» Referring expression pointing data
....

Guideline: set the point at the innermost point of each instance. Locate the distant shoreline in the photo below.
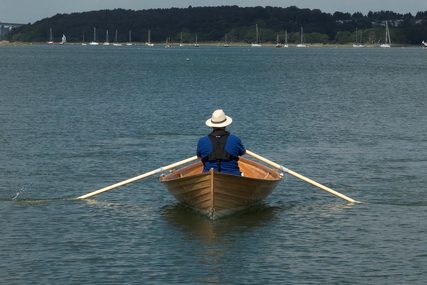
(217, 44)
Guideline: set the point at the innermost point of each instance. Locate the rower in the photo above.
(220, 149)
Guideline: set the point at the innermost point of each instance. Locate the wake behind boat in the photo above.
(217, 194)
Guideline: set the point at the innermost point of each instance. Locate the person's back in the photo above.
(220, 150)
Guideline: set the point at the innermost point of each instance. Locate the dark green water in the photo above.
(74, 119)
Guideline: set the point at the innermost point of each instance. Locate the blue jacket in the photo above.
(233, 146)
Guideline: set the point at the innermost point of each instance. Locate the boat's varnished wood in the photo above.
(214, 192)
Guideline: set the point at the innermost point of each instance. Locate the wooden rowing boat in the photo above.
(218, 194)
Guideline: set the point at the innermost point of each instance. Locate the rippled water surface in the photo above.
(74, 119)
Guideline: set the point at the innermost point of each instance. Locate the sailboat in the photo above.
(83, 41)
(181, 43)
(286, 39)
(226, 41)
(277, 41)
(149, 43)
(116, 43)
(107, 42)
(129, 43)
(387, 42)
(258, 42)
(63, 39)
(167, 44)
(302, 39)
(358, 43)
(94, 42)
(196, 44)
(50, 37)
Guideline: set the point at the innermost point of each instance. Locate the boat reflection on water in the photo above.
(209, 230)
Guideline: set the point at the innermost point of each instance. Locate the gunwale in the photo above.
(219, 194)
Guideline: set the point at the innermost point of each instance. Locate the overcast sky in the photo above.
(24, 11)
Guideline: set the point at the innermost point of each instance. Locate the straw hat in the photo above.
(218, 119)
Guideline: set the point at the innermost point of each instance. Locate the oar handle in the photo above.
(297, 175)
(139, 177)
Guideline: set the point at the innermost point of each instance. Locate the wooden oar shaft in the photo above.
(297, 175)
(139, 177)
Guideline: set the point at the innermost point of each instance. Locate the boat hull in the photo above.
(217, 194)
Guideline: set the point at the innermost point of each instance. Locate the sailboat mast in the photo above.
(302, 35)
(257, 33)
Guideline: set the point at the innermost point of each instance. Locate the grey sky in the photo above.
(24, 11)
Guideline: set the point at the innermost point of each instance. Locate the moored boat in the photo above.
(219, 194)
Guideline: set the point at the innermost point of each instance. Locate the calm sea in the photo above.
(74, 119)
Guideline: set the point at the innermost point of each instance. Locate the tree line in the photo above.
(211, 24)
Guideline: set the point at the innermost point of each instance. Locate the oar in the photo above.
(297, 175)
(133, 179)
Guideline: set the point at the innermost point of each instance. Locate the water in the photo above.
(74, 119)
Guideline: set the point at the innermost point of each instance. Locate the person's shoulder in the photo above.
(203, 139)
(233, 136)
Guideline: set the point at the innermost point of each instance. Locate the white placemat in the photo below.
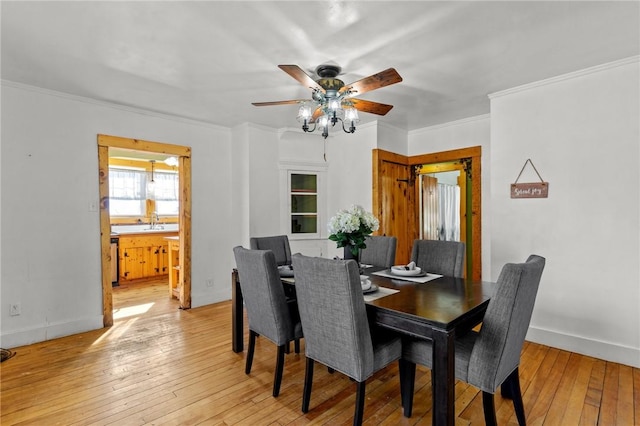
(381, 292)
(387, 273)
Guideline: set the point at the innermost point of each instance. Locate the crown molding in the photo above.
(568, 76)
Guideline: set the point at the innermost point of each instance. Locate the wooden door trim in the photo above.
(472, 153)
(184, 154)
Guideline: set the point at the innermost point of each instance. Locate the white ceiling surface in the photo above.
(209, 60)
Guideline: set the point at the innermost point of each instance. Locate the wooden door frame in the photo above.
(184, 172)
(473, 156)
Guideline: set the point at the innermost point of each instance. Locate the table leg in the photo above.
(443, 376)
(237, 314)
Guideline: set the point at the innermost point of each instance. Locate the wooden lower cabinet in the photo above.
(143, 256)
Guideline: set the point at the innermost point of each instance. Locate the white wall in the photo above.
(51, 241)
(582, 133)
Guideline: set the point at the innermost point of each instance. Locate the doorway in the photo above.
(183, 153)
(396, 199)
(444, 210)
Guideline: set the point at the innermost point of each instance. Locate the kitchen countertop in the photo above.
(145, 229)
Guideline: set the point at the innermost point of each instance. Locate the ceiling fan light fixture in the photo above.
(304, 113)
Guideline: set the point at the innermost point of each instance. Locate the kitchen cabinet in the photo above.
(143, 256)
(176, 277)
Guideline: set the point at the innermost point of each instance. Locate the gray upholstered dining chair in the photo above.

....

» WORK REQUEST
Leaving pictures aside, write out each record above exactly as given.

» RESPONSE
Guideline: set the point at the innermost point of each instance. Locate the distant shoreline in the photo below.
(217, 44)
Guideline: set the point at the innermost point of each instance. Locate the rower in the photo above.
(220, 149)
Guideline: set the point at the innermost point of each instance. Locate the wake behind boat in the photo above.
(217, 194)
Guideline: set the point at the innermost point of each instance. Locate the person's back in the photo above.
(220, 150)
Guideline: set the point at the innermost point of each instance. Locate the dark green water in the photo above.
(74, 119)
Guideline: set the point at the innermost point of each instance. Locate the blue jacket in the photo above.
(233, 146)
Guideline: set the point at the innermost point of each instance. Locate the boat's varnished wood in the photo above.
(214, 192)
Guideline: set the point at the innermost point of each instance. Locate the wooden rowing boat in the photo above.
(218, 194)
Guideline: set the point at the innermost point of each instance. Locate the rippled water surface in the photo above.
(74, 119)
Guideline: set the point at the innermost point of each instance. Locate the sailboat in the photo above.
(83, 41)
(181, 43)
(286, 39)
(226, 41)
(277, 41)
(149, 43)
(116, 43)
(107, 42)
(129, 43)
(387, 42)
(258, 42)
(63, 39)
(167, 44)
(302, 39)
(358, 43)
(94, 42)
(196, 44)
(50, 37)
Guideline: set the point at the innermost point of each instance. Locate the boat reflection on water in the photo above.
(209, 230)
Guideline: set the point at the innermost point of each instance. Locate the gunwale in the photo above.
(219, 194)
Guideline: set the point at the innermost point of each instance. Locate the overcast sky in the photo above.
(24, 11)
Guideline: set the point at the innermost point of each instance. Locate the straw hat in the photo above.
(218, 119)
Guideline: set the point at the innermost point of each instance. Locate the oar handle in the photo above.
(297, 175)
(139, 177)
Guideline: set the point at the innermost point of each instance. Locate the wooden oar shaft in the photo above.
(297, 175)
(139, 177)
Guideline: set the point at the innermost point of each instance. Locate the boat hull in the photo above.
(217, 194)
Guideline: set the point at the innermost point of each instance. Locate the sailboat mast in the photo above.
(302, 35)
(257, 33)
Guideline: set the point at the innermost point of each instance. Locate the grey sky in the photo above.
(24, 11)
Guideline: set the point at the innermost point of each instance. Locate the moored boat in the photo above.
(219, 194)
Guideline: set the point at the innermost point of each instance. Locate the calm sea in the photo above.
(74, 119)
Guideline: set the point at the innermost point of each instance. Locate the tree line in the photo above.
(211, 24)
Guideline: set the point at the innermost point of each instance. Locate the oar in the photo above.
(297, 175)
(133, 179)
Guideline: set the point at the innermost point of each instance. Locate the water in the photo above.
(74, 119)
Guideline: set the point at the innermost point of each instance. Locate the person's shoulder in the photo above.
(203, 139)
(233, 136)
Guideline: set the point at the innermost point of each instance. Locate the white placemat in the photo below.
(381, 292)
(387, 273)
Guideline: set the point at the innermost point of each instance. Locate the crown molding in the photo above.
(568, 76)
Guideline: set the point at the innermost point of each instance. Locate the wooden door trim in the photo above.
(472, 153)
(184, 154)
Guideline: set the point at the innermost point of each instance. Locate the white ceiling surface in the photo above.
(209, 60)
Guideline: set the point at the innermost point of each instance. Locate the wooden door frame in the photo above.
(184, 172)
(473, 156)
Guideline: set the point at the innermost point of each instance. Locate the table leg in the photo above.
(443, 376)
(237, 314)
Guideline: set the point at the innermost point of each instance. Locate the wooden lower cabinet in the photo above.
(143, 256)
Guideline: set the point at the innermost point of each instance. Locate the white wall in the photo above.
(51, 241)
(582, 133)
Guideline: set the point at the innermost point of each instance. Locate the doorway in the photo above.
(183, 153)
(396, 199)
(444, 210)
Guideline: set the point at the innermost point of each instance. Locate the kitchen countertop in the photo above.
(145, 229)
Guideline: set the point at the innermost point of each instance. Locate the ceiling fan light fixture in the photo above.
(304, 113)
Guideline: set the point at the innermost point of each instance. Locate the kitchen cabinet in the photo above.
(143, 256)
(176, 277)
Guideline: set the point at the innermost point of each instance. Locate the gray upholstered dining chair in the photo above.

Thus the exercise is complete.